## EXERCISE AIM
Only what runs from the line with "the woman's face" to the final line of the records below should be given again, word for word.

GIVEN ENTRIES section start

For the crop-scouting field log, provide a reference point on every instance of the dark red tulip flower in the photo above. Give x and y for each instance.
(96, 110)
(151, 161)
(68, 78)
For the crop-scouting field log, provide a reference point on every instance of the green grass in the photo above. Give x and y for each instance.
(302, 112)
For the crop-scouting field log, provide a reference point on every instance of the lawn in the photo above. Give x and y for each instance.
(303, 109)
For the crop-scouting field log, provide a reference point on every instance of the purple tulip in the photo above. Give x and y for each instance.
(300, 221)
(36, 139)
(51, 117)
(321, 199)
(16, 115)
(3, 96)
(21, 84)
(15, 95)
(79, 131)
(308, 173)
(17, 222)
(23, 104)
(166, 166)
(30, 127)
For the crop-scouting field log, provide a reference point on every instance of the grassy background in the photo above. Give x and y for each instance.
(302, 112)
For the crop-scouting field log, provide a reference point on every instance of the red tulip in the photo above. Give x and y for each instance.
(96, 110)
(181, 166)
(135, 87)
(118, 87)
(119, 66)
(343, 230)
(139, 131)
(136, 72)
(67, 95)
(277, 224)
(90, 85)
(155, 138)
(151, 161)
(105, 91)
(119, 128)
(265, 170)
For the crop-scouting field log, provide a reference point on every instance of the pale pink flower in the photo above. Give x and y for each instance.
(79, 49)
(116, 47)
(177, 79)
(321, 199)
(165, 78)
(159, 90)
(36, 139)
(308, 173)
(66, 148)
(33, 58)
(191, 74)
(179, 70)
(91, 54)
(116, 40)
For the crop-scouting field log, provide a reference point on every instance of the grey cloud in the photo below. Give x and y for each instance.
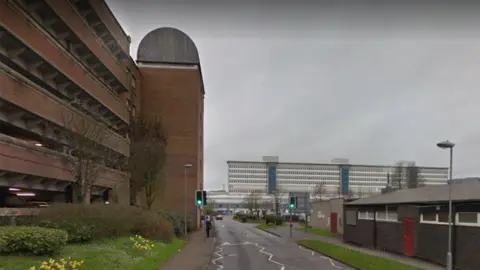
(372, 84)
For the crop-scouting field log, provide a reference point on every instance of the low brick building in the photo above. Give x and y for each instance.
(414, 222)
(328, 215)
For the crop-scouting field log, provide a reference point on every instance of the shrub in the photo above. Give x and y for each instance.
(63, 264)
(86, 222)
(178, 221)
(294, 218)
(271, 219)
(34, 240)
(139, 242)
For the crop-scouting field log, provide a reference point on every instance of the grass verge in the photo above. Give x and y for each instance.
(111, 254)
(321, 232)
(356, 258)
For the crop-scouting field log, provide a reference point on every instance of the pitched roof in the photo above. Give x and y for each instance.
(431, 194)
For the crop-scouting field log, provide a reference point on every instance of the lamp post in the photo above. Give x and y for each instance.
(185, 167)
(449, 145)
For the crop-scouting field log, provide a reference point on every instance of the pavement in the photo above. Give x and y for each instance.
(284, 232)
(195, 255)
(241, 246)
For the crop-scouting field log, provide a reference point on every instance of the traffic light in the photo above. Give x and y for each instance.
(199, 197)
(204, 197)
(293, 202)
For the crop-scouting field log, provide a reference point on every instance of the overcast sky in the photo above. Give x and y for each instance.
(309, 83)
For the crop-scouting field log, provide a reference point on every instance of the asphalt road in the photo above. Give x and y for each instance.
(241, 246)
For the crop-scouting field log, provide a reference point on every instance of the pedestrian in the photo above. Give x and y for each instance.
(202, 221)
(208, 226)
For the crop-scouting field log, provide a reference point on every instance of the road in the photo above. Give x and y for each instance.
(240, 246)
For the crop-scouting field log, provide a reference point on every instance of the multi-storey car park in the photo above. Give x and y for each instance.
(338, 177)
(60, 58)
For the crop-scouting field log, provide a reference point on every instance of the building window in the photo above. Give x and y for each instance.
(467, 219)
(387, 215)
(366, 215)
(434, 218)
(351, 217)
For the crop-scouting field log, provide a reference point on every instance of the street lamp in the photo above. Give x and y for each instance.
(185, 167)
(449, 145)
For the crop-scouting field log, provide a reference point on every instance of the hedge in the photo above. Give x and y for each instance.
(31, 240)
(86, 222)
(177, 220)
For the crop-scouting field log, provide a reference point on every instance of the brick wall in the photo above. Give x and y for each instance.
(175, 95)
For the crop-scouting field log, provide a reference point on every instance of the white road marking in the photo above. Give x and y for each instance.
(332, 262)
(219, 254)
(260, 250)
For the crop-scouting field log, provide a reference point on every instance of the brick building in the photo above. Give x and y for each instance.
(72, 58)
(414, 222)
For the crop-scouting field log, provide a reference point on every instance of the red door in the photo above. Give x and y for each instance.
(409, 237)
(333, 222)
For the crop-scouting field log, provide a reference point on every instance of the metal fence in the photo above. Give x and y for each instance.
(17, 216)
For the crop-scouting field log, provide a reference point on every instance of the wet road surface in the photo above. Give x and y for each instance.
(241, 246)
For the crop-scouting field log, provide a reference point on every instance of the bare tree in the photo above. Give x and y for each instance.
(147, 159)
(319, 191)
(252, 202)
(89, 156)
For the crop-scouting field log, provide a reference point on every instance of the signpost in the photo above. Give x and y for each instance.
(302, 206)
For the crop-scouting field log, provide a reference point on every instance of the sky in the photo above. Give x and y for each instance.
(310, 82)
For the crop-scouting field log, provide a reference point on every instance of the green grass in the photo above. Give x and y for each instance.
(321, 232)
(111, 254)
(269, 226)
(356, 258)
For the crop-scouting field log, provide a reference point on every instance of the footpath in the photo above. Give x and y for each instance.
(284, 232)
(195, 255)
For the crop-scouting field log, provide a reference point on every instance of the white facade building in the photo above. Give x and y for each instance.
(338, 177)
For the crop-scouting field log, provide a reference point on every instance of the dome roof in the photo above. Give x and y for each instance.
(167, 45)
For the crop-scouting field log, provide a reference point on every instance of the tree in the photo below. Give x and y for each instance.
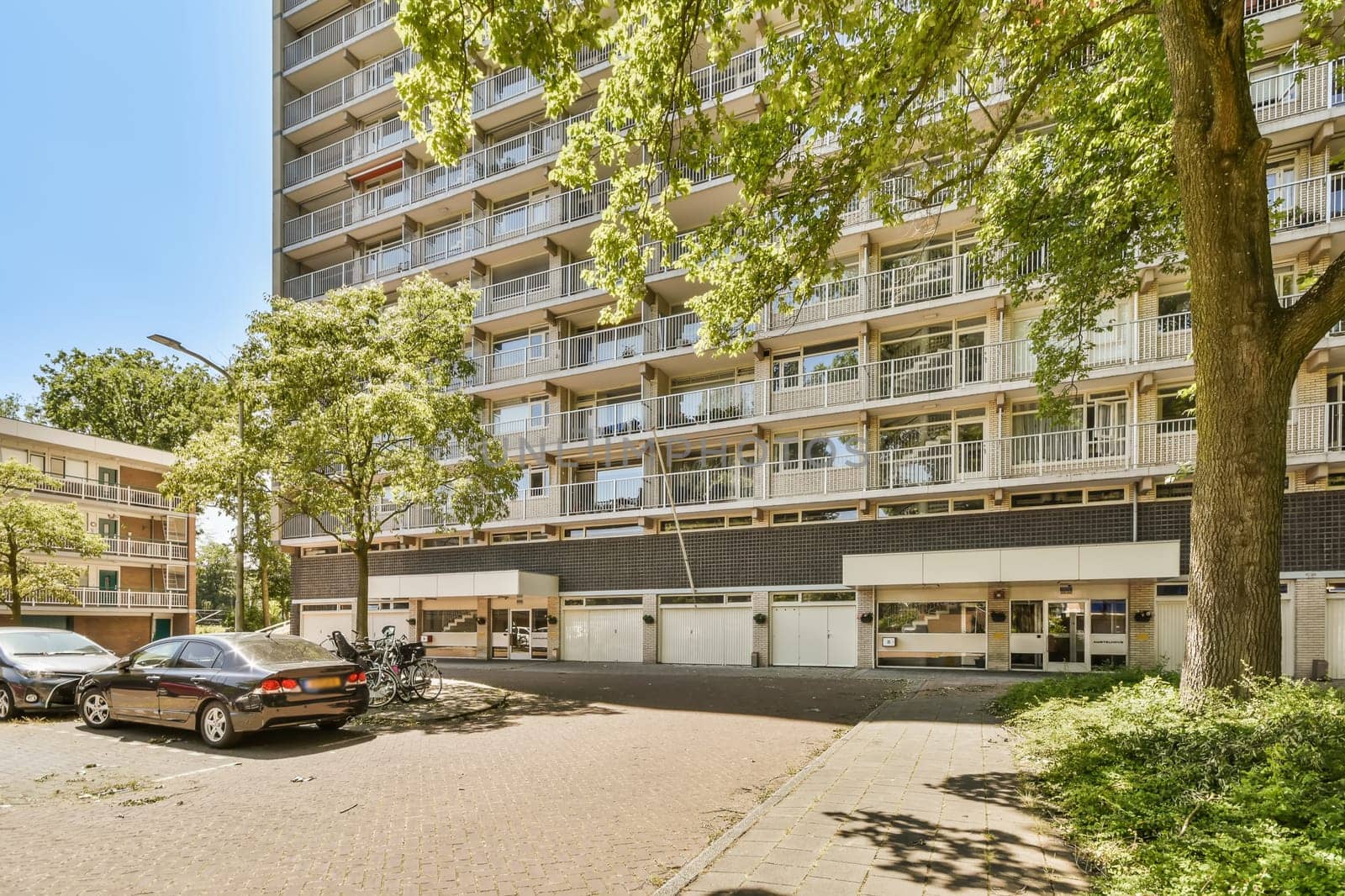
(1125, 132)
(131, 396)
(31, 529)
(354, 400)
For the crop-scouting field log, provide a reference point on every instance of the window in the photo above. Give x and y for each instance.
(450, 620)
(155, 656)
(198, 654)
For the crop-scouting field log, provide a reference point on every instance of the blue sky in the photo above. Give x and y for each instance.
(138, 188)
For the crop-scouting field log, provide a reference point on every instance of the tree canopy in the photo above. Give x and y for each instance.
(131, 396)
(1118, 134)
(31, 530)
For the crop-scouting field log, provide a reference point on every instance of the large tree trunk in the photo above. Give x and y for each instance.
(1243, 376)
(361, 552)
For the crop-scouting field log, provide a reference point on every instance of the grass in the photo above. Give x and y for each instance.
(1243, 797)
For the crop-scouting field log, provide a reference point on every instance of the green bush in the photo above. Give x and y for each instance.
(1242, 797)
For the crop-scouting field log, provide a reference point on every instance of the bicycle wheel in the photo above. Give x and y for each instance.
(382, 687)
(425, 681)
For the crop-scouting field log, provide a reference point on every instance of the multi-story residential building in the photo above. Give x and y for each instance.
(145, 584)
(871, 485)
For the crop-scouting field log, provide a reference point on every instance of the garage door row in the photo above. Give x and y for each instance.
(807, 629)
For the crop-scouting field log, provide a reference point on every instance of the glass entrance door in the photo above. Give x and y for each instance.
(521, 634)
(1067, 635)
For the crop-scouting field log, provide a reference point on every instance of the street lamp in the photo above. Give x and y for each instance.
(239, 549)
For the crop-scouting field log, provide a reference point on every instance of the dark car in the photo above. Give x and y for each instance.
(40, 669)
(225, 687)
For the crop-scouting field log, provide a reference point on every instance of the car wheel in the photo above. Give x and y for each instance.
(94, 710)
(215, 727)
(7, 707)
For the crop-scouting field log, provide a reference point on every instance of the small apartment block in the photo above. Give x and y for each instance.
(868, 485)
(143, 587)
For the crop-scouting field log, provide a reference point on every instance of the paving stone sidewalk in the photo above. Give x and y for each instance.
(920, 799)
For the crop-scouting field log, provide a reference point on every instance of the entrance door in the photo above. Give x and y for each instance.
(1067, 635)
(521, 634)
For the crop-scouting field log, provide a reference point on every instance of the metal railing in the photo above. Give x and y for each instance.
(338, 31)
(1300, 91)
(87, 596)
(432, 183)
(358, 84)
(145, 549)
(385, 134)
(93, 490)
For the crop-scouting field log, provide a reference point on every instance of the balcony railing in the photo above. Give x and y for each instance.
(358, 84)
(93, 490)
(85, 596)
(145, 549)
(1300, 91)
(338, 31)
(435, 182)
(369, 141)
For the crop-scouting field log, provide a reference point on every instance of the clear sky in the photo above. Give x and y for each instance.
(138, 175)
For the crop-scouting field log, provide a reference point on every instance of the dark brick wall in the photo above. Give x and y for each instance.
(782, 556)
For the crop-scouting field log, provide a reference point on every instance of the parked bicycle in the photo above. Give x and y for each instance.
(396, 667)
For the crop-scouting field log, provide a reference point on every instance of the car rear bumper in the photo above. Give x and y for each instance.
(304, 714)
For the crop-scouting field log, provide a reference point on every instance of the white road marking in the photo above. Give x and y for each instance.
(198, 771)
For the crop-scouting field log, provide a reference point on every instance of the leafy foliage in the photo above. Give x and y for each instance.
(31, 529)
(1241, 797)
(131, 396)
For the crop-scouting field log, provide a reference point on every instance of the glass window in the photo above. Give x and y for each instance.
(1109, 616)
(159, 656)
(198, 654)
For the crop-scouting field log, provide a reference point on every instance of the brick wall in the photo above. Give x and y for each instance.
(795, 556)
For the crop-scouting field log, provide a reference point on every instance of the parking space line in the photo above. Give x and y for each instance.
(198, 771)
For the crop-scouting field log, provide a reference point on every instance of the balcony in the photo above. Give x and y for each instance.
(432, 183)
(338, 31)
(145, 549)
(92, 490)
(1300, 91)
(119, 599)
(338, 93)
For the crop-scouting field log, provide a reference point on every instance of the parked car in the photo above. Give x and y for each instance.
(40, 669)
(225, 687)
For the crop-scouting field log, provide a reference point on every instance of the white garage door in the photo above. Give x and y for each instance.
(315, 625)
(814, 629)
(1336, 636)
(1170, 627)
(603, 633)
(713, 631)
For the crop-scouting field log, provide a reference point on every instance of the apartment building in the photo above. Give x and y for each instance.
(869, 485)
(145, 584)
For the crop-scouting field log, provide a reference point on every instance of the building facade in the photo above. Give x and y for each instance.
(145, 584)
(869, 485)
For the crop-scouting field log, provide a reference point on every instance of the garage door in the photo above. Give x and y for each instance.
(705, 630)
(316, 625)
(1170, 634)
(602, 630)
(1336, 636)
(814, 629)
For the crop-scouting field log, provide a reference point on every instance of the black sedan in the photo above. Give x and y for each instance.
(40, 669)
(226, 685)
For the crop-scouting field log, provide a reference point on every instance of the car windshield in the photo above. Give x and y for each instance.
(280, 649)
(47, 643)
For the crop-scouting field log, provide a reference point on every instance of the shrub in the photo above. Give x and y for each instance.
(1246, 795)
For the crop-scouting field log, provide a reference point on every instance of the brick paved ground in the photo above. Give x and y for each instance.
(587, 782)
(919, 801)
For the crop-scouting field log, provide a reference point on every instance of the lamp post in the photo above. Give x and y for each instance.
(239, 548)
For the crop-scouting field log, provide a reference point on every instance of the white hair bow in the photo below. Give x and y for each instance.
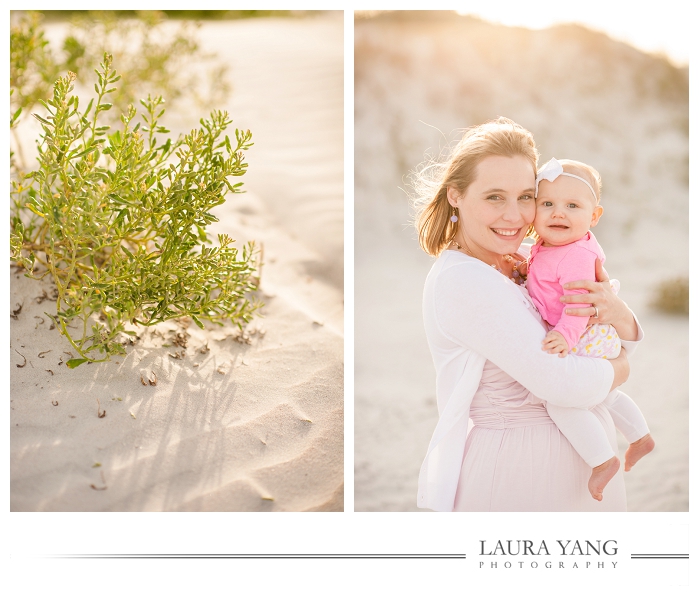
(552, 170)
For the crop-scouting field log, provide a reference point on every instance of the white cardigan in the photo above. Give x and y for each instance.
(472, 313)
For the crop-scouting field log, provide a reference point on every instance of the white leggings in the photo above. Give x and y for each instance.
(585, 432)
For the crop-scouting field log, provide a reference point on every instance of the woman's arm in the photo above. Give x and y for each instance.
(610, 307)
(481, 310)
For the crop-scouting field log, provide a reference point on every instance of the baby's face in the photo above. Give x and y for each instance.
(565, 211)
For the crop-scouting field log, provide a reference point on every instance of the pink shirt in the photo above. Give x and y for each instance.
(549, 269)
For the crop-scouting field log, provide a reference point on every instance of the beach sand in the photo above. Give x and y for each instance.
(245, 421)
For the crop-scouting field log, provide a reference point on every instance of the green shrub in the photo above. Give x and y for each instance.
(118, 219)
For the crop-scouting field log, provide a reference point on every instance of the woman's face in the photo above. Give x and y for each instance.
(498, 206)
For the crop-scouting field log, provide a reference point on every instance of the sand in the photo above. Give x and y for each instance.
(244, 422)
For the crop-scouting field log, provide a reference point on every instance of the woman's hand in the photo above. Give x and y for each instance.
(606, 307)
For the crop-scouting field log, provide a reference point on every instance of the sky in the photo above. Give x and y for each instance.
(659, 27)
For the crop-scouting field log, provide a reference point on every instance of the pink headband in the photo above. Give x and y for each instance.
(552, 170)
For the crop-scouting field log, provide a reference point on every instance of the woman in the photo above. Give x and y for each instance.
(485, 337)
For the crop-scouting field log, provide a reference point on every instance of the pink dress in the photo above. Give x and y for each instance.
(511, 432)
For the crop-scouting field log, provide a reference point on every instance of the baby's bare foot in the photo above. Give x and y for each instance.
(638, 450)
(601, 475)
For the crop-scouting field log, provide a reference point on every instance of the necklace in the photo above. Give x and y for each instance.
(516, 276)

GIVEN ENTRIES section end

## ANSWER SPACE
For the crop-scouting field log, provide a reference point on every instance of the woman's face in the photo above. Give x and y for each instance.
(498, 206)
For the crop-scouting field log, provide a reference point on every instance of the sand in the photo above. Give x and y for each instance.
(244, 422)
For the crop-scouting field log, provide a reference point on every instance of the woman's hand in the photo above. Give x and y for each instance.
(606, 307)
For the crop-scouting field log, provide a reference point on every instance of the sky in the photo above. Give x and y for each instance.
(659, 27)
For the crop-scouting field log, provide a reference point on every instance of the pink headband in the photo above. Give x and y for each instance.
(552, 170)
For the crop-scouting field log, provide a reference point on every instance of the woman in the photo above. Give x and y for each instance.
(485, 337)
For the crop-scouting field log, provide a reference point on every instance of the pink dress in the photo above. Give x and y for each instance.
(511, 432)
For the crop-scouting field log, provide a reference point on every instance of the baby's bare foot in the photo above. Give x and y for each instance.
(638, 450)
(601, 475)
For the crop-scouting field log, provide a reference point on every instance of the necklace in the photo above. Give x and y for each instance.
(516, 276)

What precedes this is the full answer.